Une question sur vos méthodes de travail. Marie s’étonne « d’entendre la retranscription de contenus d’écoutes téléphoniques. Comment pouvez-vous vous les procurer ?, demande-t-elle. S’agit-il de fuites et est-ce légal ? ».

D’abord le principe de base quand on est journaliste, c’est d’avoir des sources… C’est ensuite évidemment de recouper ses informations…L’autre grand principe : c’est le secret des sources, donc évidemment on ne va pas rentrer dans tous les détails. Mais ce qu’il faut savoir, c’est que dans une procédure judiciaire, il y a de multiples intervenants… Certains sont tenus au secret de l’instruction… d’autres non… Mais les journalistes, eux, ne sont pas soumis à ce secret de l’instruction… Et s’ils n’ont pas le droit de détenir des pièces d’un dossier,  ils peuvent tout à fait en prendre connaissance. Et donc ensuite les rendre public.

 

Ce milliard d’euros que Pôle emploi réclame aux chômeurs

 Une enquête de Cécile Hautefeuille

Une enquête sur le quasi milliard d’euros versés à tort par Pôle emploi à des chômeurs. 

Nombreux sont ceux qui ne comprennent pas que l’on puisse réclamer de fortes sommes à des personnes à faibles revenus, alors que les erreurs viennent de Pôle emploi. D’autres se demandent pourquoi les demandeurs d’emploi qui perçoivent par erreur une somme plus importante que d’habitude ne réagissent pas et attendent qu’on leur réclame un remboursement. « C’est tout de même troublant ».

Deux réponses :
D’abord, il faut bien comprendre que les sommes trop versées ne sont pas forcément colossales… ce qui n’attire pas forcément l’attention… ça peut être 40 euros… ces sommes s’accumulent pendant des mois… et ce n’est que quand la demande de remboursement du cumul de ces sommes trop versées tombe que la plupart des gens réalisent qu’il y a un problème…
L’autre point, c’est ce que Cécile Hautefeuille explique très bien dans son enquête : la plupart des « bugs » concernent les demandeurs d’emplois qui cumulent des allocations avec des petits revenus… La grande majorité d’entre eux ignorent comment est calculé leur complément de salaire. Et parfois, ils ne connaissent même pas l’existence de ce dispositif.
◆ ◆ ◆ ◆ ◆
_À FAIRE:_
• a. Reproduisez fidèlement le passage du document source qui va de « Une question sur » à « les rendre public. ».
• b. Énumérez les principes du métier de journaliste que le document source cite en réponse à la question sur les méthodes de travail.
Les lignes ci-dessous n'interviennent en rien dans ce travail.

_DONNÉES EXTRAITES:_
◆ ◆ ◆ ◆ ◆
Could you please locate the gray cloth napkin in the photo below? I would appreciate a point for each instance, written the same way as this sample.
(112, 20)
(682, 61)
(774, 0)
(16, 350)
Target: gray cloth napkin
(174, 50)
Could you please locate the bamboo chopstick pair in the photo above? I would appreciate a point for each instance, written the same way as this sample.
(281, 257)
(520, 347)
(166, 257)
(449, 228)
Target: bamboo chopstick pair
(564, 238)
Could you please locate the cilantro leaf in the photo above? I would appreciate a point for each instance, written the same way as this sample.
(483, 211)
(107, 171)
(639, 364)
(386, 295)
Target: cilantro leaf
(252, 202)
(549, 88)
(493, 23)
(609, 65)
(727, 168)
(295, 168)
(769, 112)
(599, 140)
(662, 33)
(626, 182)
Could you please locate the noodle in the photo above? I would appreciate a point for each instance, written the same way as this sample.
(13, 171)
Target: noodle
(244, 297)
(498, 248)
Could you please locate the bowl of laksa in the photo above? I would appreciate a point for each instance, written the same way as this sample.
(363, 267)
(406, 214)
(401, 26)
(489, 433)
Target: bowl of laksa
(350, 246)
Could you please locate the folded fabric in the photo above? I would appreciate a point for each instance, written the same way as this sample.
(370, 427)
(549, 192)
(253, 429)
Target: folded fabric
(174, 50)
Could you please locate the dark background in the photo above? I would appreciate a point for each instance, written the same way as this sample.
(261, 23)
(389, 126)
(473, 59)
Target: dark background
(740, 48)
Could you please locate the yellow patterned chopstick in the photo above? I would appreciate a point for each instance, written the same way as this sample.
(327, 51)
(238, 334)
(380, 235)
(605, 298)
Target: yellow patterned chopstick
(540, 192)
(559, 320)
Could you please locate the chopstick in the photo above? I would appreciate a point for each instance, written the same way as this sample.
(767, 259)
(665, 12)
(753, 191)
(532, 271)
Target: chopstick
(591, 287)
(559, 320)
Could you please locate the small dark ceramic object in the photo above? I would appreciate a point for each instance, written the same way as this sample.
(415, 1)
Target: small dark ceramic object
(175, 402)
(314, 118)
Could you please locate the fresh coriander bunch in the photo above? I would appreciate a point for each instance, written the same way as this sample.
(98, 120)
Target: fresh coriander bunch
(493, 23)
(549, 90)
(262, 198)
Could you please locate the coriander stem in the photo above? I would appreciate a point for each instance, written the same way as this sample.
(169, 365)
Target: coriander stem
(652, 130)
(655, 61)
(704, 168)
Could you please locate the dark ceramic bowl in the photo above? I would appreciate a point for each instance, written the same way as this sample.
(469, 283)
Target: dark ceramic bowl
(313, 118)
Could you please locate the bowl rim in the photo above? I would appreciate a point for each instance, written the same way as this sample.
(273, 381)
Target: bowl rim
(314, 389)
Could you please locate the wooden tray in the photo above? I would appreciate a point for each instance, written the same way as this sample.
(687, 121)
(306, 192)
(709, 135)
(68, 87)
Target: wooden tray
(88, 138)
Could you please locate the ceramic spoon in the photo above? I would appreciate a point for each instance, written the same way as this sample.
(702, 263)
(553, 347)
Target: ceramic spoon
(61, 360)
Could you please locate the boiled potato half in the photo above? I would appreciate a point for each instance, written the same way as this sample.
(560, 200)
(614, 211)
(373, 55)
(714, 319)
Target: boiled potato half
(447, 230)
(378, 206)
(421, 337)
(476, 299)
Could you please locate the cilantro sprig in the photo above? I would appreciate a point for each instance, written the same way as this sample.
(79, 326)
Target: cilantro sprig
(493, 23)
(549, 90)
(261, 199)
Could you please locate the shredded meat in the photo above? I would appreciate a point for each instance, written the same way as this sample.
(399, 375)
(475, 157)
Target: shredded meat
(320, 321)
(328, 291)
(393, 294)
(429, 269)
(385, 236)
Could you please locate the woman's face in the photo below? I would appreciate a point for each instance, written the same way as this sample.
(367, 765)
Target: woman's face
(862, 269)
◆ ◆ ◆ ◆ ◆
_RÉPONSES:_
• a.
Une question sur vos méthodes de travail. Marie s’étonne « d’entendre la retranscription de contenus d’écoutes téléphoniques. Comment pouvez-vous vous les procurer ?, demande-t-elle. S’agit-il de fuites et est-ce légal ? ».

D’abord le principe de base quand on est journaliste, c’est d’avoir des sources… C’est ensuite évidemment de recouper ses informations…L’autre grand principe : c’est le secret des sources, donc évidemment on ne va pas rentrer dans tous les détails. Mais ce qu’il faut savoir, c’est que dans une procédure judiciaire, il y a de multiples intervenants… Certains sont tenus au secret de l’instruction… d’autres non… Mais les journalistes, eux, ne sont pas soumis à ce secret de l’instruction… Et s’ils n’ont pas le droit de détenir des pièces d’un dossier,  ils peuvent tout à fait en prendre connaissance. Et donc ensuite les rendre public.

• b.
- Avoir des sources
- Recouper ses informations
- Le secret des sources